**REQUIREMENTS:** Print the line that contains "Where can you see the girl's face" and every line after it through the last line of the records below, exactly as written and nothing else.

**RECORDS PROVIDED:**
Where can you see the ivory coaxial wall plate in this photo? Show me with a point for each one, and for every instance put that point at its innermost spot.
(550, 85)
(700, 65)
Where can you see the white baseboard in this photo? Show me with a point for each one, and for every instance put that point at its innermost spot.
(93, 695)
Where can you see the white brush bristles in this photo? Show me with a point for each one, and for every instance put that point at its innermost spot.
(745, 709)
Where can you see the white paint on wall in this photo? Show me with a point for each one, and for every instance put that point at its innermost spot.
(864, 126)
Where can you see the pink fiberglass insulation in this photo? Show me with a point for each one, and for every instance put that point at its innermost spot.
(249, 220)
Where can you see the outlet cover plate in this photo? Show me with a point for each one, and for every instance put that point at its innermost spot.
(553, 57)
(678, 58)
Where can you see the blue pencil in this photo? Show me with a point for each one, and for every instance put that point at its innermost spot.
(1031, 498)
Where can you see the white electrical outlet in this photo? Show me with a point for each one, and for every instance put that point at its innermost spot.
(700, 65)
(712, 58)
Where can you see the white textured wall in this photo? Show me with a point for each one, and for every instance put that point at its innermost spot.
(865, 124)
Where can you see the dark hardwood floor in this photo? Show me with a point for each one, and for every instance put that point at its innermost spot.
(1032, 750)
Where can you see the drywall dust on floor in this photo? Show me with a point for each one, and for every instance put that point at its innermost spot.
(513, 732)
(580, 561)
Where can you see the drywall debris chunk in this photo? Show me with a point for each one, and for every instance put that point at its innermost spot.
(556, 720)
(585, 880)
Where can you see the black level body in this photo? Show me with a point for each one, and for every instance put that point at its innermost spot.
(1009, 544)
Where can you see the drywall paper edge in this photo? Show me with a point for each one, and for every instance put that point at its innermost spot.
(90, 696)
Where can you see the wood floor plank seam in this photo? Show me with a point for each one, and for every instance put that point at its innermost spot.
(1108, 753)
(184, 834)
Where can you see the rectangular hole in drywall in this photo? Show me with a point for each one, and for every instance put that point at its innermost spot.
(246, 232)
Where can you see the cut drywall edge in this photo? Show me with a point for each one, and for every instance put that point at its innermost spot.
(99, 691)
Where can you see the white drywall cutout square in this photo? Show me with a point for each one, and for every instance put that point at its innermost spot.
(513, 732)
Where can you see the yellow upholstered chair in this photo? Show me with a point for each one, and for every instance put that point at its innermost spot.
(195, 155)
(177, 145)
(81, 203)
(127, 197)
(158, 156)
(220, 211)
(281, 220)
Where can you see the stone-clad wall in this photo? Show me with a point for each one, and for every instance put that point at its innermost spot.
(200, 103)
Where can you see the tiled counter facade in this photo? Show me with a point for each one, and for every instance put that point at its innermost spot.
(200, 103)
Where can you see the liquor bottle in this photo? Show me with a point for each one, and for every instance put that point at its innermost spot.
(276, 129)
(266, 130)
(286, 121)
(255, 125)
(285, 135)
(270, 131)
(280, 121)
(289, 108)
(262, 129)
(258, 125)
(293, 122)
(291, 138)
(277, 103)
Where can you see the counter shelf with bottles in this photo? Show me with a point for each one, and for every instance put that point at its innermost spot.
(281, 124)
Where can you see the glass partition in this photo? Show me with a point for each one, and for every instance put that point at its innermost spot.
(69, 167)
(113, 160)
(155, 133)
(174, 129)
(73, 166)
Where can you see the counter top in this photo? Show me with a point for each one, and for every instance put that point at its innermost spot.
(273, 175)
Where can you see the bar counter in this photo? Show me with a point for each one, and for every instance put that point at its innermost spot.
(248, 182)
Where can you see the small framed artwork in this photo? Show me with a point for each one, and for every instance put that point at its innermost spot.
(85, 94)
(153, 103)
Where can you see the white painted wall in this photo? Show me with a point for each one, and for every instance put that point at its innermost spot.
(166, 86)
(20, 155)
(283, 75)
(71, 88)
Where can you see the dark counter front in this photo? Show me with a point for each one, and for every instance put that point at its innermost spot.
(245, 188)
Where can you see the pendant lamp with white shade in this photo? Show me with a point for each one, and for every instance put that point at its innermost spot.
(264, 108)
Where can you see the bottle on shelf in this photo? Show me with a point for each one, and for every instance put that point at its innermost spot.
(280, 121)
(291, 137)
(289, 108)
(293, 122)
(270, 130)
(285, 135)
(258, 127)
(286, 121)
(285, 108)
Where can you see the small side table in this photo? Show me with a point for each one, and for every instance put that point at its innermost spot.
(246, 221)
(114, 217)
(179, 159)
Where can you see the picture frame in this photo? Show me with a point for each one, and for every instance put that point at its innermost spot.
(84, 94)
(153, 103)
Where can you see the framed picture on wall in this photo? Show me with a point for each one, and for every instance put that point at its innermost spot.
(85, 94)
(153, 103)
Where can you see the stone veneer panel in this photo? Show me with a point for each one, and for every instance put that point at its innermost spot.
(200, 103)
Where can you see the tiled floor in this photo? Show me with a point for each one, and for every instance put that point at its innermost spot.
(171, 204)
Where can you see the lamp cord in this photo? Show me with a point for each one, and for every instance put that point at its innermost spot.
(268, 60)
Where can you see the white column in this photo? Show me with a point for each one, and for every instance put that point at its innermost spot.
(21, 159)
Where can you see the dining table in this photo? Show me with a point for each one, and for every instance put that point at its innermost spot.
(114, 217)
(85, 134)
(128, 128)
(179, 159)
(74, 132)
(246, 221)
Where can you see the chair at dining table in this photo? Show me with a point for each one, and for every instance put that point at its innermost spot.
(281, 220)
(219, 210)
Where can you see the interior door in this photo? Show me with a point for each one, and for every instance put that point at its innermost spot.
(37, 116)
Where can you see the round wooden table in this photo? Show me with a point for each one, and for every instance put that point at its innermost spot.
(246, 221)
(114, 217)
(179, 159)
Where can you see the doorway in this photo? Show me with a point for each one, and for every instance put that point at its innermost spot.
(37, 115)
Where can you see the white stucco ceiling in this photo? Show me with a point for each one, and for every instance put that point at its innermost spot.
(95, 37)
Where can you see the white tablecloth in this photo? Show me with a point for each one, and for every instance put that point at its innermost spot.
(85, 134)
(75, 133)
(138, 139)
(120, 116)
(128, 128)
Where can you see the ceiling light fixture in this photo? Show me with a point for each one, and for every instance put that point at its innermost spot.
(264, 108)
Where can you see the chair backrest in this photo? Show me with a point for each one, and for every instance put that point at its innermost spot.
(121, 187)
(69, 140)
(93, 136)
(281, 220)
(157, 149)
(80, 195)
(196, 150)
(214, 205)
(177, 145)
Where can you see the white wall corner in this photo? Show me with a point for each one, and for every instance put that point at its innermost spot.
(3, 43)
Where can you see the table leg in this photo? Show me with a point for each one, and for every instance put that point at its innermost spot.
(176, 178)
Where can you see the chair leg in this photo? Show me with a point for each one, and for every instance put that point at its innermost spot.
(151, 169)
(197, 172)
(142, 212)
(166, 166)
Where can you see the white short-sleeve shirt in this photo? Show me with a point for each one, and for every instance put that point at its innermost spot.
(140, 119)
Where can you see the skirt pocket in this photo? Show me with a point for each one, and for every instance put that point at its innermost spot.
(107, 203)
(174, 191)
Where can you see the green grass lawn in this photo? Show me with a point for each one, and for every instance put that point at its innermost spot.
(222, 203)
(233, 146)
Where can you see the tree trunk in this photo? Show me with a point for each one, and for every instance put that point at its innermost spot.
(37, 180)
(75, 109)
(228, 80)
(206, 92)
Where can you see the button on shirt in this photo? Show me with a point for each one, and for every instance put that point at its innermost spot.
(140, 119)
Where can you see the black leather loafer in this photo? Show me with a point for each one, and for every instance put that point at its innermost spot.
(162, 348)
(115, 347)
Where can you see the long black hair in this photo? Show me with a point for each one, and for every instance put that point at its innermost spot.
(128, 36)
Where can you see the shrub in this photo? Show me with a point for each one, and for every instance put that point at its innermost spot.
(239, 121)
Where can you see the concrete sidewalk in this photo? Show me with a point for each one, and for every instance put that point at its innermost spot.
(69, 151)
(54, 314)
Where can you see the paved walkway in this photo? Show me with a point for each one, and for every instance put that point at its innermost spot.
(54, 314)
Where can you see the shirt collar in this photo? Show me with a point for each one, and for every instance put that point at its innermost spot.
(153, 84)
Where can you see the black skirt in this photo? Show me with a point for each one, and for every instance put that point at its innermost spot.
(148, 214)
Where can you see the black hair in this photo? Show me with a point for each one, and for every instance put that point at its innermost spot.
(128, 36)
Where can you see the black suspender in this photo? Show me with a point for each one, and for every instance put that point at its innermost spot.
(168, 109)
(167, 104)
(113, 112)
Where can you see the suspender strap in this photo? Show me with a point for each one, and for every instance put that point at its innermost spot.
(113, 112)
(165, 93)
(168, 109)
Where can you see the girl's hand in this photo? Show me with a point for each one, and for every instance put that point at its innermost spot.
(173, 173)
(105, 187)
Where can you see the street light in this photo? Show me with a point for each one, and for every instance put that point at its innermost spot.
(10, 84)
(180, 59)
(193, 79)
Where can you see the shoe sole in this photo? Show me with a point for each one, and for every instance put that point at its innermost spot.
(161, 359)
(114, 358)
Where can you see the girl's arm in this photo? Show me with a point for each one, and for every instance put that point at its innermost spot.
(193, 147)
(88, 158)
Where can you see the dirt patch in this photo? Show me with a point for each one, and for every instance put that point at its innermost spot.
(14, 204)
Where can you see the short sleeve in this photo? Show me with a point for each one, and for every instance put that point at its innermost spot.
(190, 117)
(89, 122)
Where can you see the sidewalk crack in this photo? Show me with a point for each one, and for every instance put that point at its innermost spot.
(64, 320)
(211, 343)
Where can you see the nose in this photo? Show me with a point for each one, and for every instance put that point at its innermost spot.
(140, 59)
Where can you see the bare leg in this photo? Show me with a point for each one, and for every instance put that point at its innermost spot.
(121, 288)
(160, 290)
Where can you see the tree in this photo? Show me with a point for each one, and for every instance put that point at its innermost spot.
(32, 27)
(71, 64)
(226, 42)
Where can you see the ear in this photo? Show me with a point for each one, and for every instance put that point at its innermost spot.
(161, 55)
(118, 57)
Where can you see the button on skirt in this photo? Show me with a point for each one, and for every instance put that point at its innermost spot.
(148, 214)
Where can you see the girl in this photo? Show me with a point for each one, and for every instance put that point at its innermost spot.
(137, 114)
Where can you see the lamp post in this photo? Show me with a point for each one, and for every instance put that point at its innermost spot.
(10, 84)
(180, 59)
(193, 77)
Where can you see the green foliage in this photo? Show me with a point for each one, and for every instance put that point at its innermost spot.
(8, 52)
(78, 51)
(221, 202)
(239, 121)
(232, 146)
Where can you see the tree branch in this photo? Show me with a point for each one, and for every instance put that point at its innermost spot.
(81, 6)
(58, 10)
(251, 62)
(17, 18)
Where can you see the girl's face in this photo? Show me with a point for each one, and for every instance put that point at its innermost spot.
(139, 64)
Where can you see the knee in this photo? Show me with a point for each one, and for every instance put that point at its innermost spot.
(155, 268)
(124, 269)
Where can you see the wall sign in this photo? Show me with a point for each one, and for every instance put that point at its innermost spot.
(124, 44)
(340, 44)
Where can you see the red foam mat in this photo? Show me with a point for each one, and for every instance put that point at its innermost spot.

**RESPONSE TO THE TASK:**
Where can you see the girl's face in this photo? Show me with a point for each one, and for every instance put that point at its innermost spot.
(139, 64)
Where can you see the knee in this photo? Show me with a point for each one, and for every instance put that point at its innermost spot.
(155, 268)
(124, 269)
Where can you see the wall sign in this photo? Show me with a point for each one, and for every instance put that point at its innermost spot.
(124, 44)
(340, 44)
Where can you see the red foam mat in this photo? Show me with a point for each one, and for every instance put that point at its innermost spot.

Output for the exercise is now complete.